● **Set problem**
Which lines in the material below contain the string "cabin"? Report each of those lines in full, and count only matches with the same uppercase and lowercase letters.

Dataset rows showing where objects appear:
====================

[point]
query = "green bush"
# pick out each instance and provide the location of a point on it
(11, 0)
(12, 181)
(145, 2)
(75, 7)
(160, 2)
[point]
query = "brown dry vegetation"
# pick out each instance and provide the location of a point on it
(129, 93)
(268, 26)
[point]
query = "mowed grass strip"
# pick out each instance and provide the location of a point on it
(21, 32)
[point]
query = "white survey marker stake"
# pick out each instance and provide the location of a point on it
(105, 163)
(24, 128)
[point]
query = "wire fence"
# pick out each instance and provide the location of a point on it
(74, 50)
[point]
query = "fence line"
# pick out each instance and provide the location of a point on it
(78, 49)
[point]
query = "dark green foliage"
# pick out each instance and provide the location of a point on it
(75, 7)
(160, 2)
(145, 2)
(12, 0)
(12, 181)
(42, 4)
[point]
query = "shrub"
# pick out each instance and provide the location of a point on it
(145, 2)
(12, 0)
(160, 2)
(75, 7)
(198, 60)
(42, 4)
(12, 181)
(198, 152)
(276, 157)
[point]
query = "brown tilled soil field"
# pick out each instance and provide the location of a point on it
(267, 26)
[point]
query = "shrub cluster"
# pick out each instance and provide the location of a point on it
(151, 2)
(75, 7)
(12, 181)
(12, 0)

====================

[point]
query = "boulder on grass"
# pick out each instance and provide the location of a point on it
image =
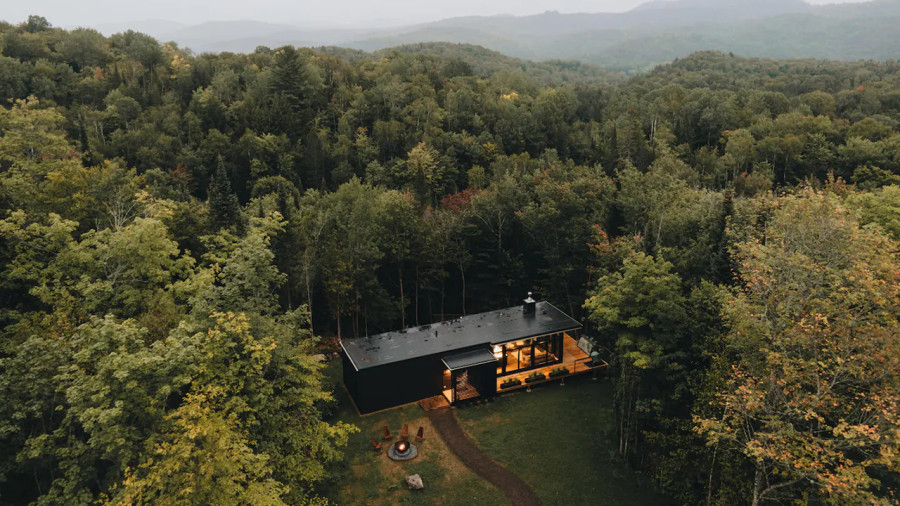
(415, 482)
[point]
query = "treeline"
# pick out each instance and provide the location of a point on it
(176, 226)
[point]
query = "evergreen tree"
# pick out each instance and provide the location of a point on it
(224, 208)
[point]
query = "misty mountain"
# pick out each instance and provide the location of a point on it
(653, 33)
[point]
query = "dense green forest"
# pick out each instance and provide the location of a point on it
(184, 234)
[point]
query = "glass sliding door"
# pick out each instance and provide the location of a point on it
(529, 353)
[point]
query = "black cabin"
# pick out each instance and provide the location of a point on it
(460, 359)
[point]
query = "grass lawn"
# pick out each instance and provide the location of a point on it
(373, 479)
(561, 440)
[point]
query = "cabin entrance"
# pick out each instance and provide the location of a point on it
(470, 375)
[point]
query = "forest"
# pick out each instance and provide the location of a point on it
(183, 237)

====================

● **Solution for this task**
query = "black cabin"
query = "cabin entrance"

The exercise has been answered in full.